══ DATA UNDER STUDY ══
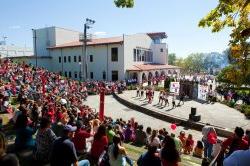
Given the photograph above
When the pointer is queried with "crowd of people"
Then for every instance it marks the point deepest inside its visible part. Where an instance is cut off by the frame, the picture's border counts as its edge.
(51, 119)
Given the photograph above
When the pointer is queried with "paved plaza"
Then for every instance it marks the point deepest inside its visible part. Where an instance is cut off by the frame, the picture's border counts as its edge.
(116, 110)
(216, 114)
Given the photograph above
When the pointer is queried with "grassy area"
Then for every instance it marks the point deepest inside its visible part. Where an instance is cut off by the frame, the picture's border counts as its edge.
(134, 153)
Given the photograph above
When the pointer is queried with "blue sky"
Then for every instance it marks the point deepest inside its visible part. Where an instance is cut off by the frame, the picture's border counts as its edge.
(178, 18)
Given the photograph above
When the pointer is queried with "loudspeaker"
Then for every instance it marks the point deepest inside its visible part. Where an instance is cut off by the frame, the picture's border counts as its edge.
(193, 111)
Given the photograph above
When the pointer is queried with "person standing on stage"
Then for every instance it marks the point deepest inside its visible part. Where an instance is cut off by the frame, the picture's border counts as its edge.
(166, 98)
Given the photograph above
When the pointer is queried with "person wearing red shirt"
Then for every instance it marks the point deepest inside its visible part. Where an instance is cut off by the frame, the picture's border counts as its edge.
(79, 139)
(233, 143)
(169, 154)
(99, 144)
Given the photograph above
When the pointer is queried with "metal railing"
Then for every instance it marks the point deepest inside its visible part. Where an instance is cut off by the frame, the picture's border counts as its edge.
(214, 161)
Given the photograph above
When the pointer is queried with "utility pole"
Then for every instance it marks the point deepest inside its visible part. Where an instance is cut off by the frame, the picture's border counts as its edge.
(85, 39)
(34, 36)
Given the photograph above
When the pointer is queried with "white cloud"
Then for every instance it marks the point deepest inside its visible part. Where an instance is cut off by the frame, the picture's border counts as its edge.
(15, 27)
(100, 33)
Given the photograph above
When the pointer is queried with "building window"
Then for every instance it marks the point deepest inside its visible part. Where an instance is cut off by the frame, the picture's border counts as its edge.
(75, 74)
(91, 75)
(114, 54)
(134, 55)
(91, 58)
(104, 75)
(114, 75)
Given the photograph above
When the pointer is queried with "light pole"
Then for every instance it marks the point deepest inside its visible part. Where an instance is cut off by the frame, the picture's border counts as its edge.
(87, 24)
(34, 36)
(7, 51)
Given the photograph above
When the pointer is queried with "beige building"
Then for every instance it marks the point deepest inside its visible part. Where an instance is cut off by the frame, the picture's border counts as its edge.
(141, 56)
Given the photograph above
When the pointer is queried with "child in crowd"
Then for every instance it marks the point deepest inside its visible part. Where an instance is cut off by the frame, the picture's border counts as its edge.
(183, 138)
(188, 148)
(198, 150)
(173, 102)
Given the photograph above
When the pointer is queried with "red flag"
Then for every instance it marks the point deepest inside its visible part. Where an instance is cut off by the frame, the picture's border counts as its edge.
(43, 84)
(101, 110)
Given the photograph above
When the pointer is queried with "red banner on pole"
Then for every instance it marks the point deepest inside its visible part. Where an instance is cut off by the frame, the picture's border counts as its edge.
(101, 110)
(43, 84)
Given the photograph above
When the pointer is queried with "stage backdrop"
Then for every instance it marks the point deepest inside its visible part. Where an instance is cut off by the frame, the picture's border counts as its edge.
(175, 87)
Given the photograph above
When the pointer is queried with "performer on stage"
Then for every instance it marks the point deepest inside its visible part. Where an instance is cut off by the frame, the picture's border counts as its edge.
(166, 98)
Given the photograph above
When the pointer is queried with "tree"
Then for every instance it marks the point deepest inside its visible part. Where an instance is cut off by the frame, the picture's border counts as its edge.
(230, 13)
(233, 14)
(194, 63)
(171, 59)
(231, 75)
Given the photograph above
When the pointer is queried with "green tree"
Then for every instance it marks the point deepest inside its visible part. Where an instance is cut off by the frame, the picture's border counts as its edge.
(171, 59)
(233, 14)
(194, 63)
(231, 75)
(230, 13)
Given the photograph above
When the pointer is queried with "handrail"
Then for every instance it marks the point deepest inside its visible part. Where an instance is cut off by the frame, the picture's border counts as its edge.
(214, 161)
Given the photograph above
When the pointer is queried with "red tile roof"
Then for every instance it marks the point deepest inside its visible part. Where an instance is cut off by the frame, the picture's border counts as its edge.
(145, 67)
(161, 34)
(100, 41)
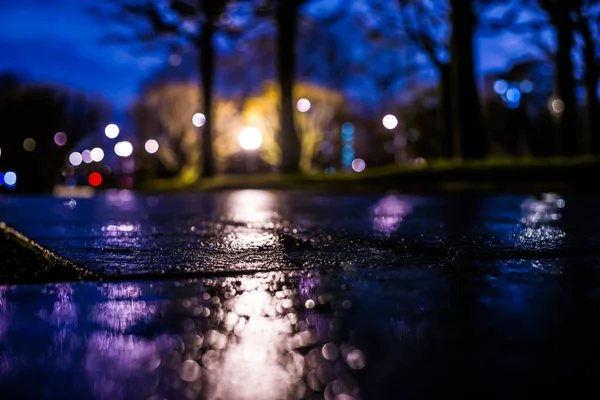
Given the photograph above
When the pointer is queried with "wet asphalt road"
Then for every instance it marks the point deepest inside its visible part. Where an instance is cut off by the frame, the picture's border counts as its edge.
(291, 295)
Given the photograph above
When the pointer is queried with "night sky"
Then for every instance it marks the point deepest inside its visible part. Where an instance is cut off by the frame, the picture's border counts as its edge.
(58, 41)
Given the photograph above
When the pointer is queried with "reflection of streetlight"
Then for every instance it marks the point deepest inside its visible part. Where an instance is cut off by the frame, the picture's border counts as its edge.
(123, 149)
(390, 122)
(250, 138)
(198, 120)
(111, 131)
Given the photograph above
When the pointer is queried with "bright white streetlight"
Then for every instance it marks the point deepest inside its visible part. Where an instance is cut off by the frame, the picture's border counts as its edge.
(151, 146)
(97, 154)
(303, 105)
(198, 120)
(87, 156)
(390, 121)
(10, 178)
(75, 158)
(111, 131)
(250, 138)
(123, 149)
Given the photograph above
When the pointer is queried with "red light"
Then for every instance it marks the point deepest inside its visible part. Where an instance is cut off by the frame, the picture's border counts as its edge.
(95, 179)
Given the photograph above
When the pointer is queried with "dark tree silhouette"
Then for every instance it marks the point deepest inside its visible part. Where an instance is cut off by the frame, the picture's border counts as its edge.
(467, 118)
(588, 26)
(569, 126)
(172, 26)
(286, 16)
(444, 31)
(420, 24)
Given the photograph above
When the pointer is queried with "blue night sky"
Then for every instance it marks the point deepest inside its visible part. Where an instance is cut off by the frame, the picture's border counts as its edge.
(58, 41)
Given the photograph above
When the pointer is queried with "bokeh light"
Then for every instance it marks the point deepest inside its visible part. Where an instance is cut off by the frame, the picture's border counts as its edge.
(513, 95)
(10, 178)
(111, 131)
(526, 86)
(303, 105)
(75, 158)
(60, 139)
(390, 121)
(557, 106)
(86, 155)
(500, 87)
(250, 138)
(198, 120)
(151, 146)
(97, 154)
(348, 128)
(123, 149)
(358, 165)
(95, 179)
(29, 144)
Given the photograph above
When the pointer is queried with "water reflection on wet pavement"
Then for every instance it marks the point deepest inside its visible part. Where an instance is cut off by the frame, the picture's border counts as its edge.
(361, 297)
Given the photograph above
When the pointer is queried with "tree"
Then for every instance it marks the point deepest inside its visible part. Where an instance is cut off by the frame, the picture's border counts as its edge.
(466, 108)
(181, 21)
(569, 127)
(286, 14)
(419, 22)
(588, 26)
(444, 31)
(163, 113)
(261, 111)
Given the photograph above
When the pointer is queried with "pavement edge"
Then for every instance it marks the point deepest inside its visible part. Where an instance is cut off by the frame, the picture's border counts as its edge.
(59, 269)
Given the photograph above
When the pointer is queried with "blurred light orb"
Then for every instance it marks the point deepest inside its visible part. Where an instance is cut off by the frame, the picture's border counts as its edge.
(174, 60)
(348, 128)
(513, 95)
(60, 139)
(500, 87)
(95, 179)
(526, 86)
(29, 144)
(97, 154)
(358, 165)
(10, 178)
(151, 146)
(557, 106)
(250, 138)
(303, 105)
(198, 120)
(86, 155)
(123, 149)
(111, 131)
(75, 158)
(390, 121)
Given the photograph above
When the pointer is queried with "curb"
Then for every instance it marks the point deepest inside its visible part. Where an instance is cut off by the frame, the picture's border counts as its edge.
(56, 268)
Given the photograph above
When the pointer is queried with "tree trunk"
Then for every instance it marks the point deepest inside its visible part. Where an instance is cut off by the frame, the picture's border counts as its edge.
(286, 68)
(466, 109)
(568, 124)
(447, 142)
(206, 55)
(591, 78)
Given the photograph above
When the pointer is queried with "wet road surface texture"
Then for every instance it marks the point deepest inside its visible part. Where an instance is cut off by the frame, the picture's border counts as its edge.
(265, 295)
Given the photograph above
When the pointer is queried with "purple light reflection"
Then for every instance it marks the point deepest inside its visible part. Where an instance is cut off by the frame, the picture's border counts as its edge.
(388, 213)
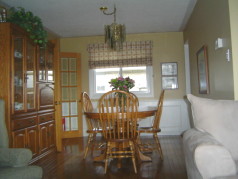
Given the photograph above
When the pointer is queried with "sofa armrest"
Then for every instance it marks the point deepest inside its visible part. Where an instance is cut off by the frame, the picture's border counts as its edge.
(15, 157)
(206, 155)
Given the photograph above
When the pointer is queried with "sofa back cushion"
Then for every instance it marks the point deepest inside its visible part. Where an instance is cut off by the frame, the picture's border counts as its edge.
(219, 118)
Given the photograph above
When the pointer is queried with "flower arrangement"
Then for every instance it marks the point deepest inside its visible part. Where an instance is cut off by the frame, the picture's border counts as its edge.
(121, 83)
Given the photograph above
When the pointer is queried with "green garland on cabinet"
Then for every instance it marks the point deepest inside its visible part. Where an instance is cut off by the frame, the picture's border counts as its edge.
(32, 24)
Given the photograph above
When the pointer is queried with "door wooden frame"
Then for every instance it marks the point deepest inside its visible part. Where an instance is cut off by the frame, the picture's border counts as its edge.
(69, 134)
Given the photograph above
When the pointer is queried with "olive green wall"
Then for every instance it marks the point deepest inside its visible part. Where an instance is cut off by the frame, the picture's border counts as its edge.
(233, 6)
(167, 47)
(209, 21)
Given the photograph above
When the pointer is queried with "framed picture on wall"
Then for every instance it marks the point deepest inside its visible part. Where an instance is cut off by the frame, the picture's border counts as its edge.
(169, 74)
(202, 65)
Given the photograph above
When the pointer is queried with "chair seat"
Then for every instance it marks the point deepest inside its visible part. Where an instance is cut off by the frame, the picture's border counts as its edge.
(148, 130)
(95, 130)
(121, 137)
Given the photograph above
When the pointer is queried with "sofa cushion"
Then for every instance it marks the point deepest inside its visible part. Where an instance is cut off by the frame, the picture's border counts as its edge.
(219, 118)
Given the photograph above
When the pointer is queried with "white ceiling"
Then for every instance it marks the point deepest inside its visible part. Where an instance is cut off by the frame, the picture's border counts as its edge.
(73, 18)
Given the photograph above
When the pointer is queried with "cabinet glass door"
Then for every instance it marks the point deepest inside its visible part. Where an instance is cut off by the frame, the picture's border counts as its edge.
(30, 75)
(18, 74)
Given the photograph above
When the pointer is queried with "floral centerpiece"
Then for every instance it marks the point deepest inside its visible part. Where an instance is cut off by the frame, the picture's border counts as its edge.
(121, 83)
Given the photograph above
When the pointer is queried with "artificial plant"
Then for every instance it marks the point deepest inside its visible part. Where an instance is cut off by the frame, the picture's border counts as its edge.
(31, 23)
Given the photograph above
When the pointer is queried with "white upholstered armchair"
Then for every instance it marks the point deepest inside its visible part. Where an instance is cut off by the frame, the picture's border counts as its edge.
(211, 147)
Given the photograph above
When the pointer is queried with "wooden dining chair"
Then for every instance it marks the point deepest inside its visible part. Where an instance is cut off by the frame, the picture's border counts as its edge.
(92, 124)
(155, 129)
(118, 119)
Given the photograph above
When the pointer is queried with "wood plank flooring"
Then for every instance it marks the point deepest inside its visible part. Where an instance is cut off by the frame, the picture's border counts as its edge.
(69, 164)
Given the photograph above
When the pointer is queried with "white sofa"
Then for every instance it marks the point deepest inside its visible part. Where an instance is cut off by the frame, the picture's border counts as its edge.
(211, 147)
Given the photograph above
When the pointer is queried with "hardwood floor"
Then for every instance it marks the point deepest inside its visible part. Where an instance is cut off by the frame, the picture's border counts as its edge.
(69, 164)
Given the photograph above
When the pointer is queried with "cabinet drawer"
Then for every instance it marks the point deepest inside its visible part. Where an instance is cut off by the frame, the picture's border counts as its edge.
(23, 123)
(46, 117)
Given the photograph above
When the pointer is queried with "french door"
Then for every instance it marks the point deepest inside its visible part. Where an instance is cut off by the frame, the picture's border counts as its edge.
(70, 94)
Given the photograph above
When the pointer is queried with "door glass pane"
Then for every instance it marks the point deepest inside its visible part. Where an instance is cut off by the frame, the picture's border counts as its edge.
(73, 93)
(64, 78)
(103, 76)
(73, 78)
(42, 62)
(74, 108)
(64, 64)
(30, 75)
(70, 96)
(65, 94)
(18, 74)
(50, 67)
(72, 64)
(65, 109)
(74, 123)
(67, 124)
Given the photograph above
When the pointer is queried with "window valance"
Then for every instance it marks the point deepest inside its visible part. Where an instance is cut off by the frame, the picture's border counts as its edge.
(137, 53)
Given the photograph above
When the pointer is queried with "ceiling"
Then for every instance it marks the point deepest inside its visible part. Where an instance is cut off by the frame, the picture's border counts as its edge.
(74, 18)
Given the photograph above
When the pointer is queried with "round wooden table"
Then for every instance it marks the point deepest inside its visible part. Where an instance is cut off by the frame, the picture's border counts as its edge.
(143, 112)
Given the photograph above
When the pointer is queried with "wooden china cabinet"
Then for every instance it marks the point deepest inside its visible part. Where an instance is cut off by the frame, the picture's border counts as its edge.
(27, 86)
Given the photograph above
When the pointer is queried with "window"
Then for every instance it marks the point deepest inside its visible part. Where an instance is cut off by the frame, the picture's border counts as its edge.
(134, 60)
(141, 74)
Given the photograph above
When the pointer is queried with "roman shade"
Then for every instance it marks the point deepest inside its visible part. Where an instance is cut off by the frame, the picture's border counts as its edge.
(136, 53)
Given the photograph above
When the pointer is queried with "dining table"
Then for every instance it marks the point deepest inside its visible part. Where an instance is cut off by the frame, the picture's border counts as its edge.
(143, 112)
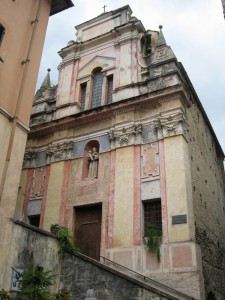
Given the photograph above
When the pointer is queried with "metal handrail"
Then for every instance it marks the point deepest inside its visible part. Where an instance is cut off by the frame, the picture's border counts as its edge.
(148, 278)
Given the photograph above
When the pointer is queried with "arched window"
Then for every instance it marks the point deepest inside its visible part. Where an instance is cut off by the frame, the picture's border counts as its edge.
(90, 161)
(97, 88)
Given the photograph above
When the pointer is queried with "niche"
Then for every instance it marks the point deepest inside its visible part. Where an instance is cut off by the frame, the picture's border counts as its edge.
(90, 160)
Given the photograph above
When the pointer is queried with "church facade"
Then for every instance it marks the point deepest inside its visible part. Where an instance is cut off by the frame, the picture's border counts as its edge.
(121, 143)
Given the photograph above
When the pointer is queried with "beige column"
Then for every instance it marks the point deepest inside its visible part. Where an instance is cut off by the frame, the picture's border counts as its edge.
(178, 188)
(124, 197)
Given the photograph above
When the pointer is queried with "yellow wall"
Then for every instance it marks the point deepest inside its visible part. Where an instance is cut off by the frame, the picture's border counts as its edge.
(54, 195)
(124, 195)
(16, 17)
(178, 187)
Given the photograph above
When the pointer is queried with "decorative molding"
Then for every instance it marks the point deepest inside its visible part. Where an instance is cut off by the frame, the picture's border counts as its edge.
(163, 82)
(59, 151)
(169, 125)
(30, 157)
(125, 136)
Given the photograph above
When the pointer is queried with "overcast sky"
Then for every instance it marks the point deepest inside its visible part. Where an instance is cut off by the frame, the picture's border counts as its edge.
(195, 30)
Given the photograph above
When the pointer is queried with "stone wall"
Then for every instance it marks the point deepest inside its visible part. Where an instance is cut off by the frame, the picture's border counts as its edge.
(85, 277)
(89, 279)
(207, 172)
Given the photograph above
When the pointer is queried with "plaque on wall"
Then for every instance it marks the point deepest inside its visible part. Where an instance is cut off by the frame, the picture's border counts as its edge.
(179, 219)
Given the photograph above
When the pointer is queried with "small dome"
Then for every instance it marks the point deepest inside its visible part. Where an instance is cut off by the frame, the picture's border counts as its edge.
(70, 43)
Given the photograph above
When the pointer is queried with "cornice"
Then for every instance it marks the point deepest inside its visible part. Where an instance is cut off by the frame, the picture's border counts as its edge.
(146, 101)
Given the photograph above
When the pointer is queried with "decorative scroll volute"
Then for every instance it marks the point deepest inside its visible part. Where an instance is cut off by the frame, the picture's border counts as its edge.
(125, 136)
(169, 125)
═══
__PROBLEM TO WORK ON__.
Which lines of the records hold the string "green"? Copy each one.

__RESPONSE AREA__.
When the pointer is queried with "green tree"
When the pointer is queried with "green garland on cabinet"
When the pointer is queried with "olive green wall"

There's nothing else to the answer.